__Passage__:

◆ ◆ ◆

Food for Thought: Coping with cabin fever

| January 6, 2021 12:00 AM

Are you suffering from cabin fever? Symptoms include: restlessness, irritability, sugar cravings, excessive sleeping, depression, inactivity, crankiness, weight gain, feeling unmotivated and bored.

If you answered “yes” to the majority of these questions you may be able to blame it on cabin fever.

Cabin fever most often strikes during long gloomy winters and prolonged confinement indoors. It has been found there is a link between decreasing sunlight during winter months and a chemical imbalance in the brain.

Researchers at the National Institute of Mental Health found the intensity of light affects the natural release of the melatonin hormone which is a regulator for the consciousness.

Two main causes of cabin fever are prolonged confinement and lack of sunlight.

One therapy for cabin fever is to get out and interact with nature. Even brief interactions with nature can promote cognitive function and overall well being.

Here are some suggestions which may prove helpful:

  • Photograph your surroundings, wildlife, or a snowy scene.
  • Go cross country skiing. Great way to get exercise.
  • Soak in a natural hot springs. Quinns Hot Springs are in the nearby area.
  • Track animal foot prints. Get a book and learn about all the different animals and their habitats.
  • Learn to snow shoe.
  • Hang a bird feeder outside your window and learn about the various birds.
  • Try ice fishing.
  • Take the kids sledding - you might try it yourself.
  • Go ice skating.
  • Practice shooting at the local gun range.
  • Join a snowmobiling club.
  • There is snowboarding, ice climbing or winter camping for the most adventurous.

Other suggestions include: maintaining contact with friends, having pot lucks, movie night, cards, boards games, taking a yoga class or adult education courses at your local school.

Whatever you decide to do change your perception about winter and make up your mind to have a good time in spite of the weather.

◆ ◆ ◆

__Supplied entries__:

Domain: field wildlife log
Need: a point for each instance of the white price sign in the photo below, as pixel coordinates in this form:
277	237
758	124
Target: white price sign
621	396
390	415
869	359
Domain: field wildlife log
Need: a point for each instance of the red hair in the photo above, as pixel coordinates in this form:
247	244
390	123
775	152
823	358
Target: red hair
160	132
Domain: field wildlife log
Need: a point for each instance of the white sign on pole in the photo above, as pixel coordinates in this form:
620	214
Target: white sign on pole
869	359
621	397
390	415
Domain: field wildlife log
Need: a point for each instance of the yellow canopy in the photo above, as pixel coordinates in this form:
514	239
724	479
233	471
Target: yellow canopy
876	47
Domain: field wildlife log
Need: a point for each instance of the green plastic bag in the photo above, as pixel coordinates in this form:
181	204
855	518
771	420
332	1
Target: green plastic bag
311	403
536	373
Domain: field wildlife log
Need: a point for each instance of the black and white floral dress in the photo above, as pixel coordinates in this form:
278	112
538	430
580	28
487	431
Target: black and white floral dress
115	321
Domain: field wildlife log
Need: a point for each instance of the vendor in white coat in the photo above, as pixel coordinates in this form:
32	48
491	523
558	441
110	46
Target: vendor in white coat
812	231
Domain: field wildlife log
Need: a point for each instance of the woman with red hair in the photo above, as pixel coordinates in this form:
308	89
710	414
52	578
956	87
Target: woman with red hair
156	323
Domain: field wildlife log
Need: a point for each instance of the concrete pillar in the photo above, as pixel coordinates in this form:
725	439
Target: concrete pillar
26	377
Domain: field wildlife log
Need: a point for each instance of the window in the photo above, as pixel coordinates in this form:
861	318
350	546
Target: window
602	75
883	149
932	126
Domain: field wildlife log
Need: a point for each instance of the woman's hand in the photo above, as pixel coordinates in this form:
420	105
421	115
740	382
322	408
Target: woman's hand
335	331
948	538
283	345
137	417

◆ ◆ ◆

__Try it__: Summarize the text on cabin fever in two sentences.

__Written solution__: Cabin fever, with symptoms such as restlessness, irritability, sugar cravings and excessive sleeping, most often strikes during long gloomy winters, and its two main causes are prolonged confinement and lack of sunlight. One therapy is to get out and interact with nature through activities such as cross country skiing, snowshoeing or ice fishing, along with keeping contact with friends and changing one's perception of winter.